● **Exercise instructions**
Whatever the data contains, copy all of it exactly.

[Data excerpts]
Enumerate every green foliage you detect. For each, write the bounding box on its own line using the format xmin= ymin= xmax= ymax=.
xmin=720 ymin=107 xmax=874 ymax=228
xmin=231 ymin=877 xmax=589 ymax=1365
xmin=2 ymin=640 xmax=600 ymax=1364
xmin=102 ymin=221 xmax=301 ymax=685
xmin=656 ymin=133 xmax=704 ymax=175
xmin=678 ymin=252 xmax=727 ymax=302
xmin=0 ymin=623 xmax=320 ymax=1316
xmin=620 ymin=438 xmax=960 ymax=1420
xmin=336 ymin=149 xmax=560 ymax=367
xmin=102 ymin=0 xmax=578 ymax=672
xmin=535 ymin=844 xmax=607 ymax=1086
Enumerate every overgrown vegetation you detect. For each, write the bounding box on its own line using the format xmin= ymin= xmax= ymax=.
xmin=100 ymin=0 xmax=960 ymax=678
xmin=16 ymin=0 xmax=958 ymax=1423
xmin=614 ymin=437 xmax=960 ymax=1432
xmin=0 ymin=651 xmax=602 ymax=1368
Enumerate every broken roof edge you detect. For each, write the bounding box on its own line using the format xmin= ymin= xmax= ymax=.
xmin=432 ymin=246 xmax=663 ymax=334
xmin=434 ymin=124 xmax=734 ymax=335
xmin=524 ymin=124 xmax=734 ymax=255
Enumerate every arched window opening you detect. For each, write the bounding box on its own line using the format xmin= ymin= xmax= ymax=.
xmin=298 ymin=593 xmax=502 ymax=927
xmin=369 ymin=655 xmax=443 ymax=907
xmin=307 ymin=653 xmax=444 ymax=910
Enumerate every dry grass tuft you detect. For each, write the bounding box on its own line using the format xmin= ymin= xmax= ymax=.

● **Task response**
Enumerate every green foliage you detect. For each, write the bounding box on its own line using the format xmin= ymin= xmax= ymax=.
xmin=720 ymin=107 xmax=874 ymax=228
xmin=231 ymin=877 xmax=589 ymax=1365
xmin=2 ymin=640 xmax=600 ymax=1364
xmin=102 ymin=221 xmax=301 ymax=685
xmin=656 ymin=133 xmax=704 ymax=175
xmin=678 ymin=252 xmax=727 ymax=302
xmin=0 ymin=623 xmax=320 ymax=1316
xmin=620 ymin=438 xmax=960 ymax=1420
xmin=336 ymin=149 xmax=560 ymax=367
xmin=102 ymin=0 xmax=578 ymax=672
xmin=535 ymin=844 xmax=607 ymax=1086
Enumerate every overgrown vegetation you detect. For each, write the bounding box on its own line using the format xmin= ymin= xmax= ymax=.
xmin=100 ymin=0 xmax=960 ymax=678
xmin=16 ymin=0 xmax=958 ymax=1423
xmin=614 ymin=437 xmax=960 ymax=1432
xmin=0 ymin=651 xmax=602 ymax=1368
Enumerate every broken roof edge you detect. For each, write the bounding box on its own line using the format xmin= ymin= xmax= ymax=.
xmin=432 ymin=246 xmax=663 ymax=334
xmin=434 ymin=124 xmax=734 ymax=335
xmin=524 ymin=124 xmax=734 ymax=255
Enumerate every arched window opening you detect. For each, write the bounding box on its own line using the format xmin= ymin= xmax= ymax=.
xmin=298 ymin=593 xmax=502 ymax=927
xmin=369 ymin=655 xmax=443 ymax=907
xmin=307 ymin=653 xmax=444 ymax=910
Enumerate every dry grass tuft you detect. For each, write the bounding box on its own line using the format xmin= ymin= xmax= ymax=.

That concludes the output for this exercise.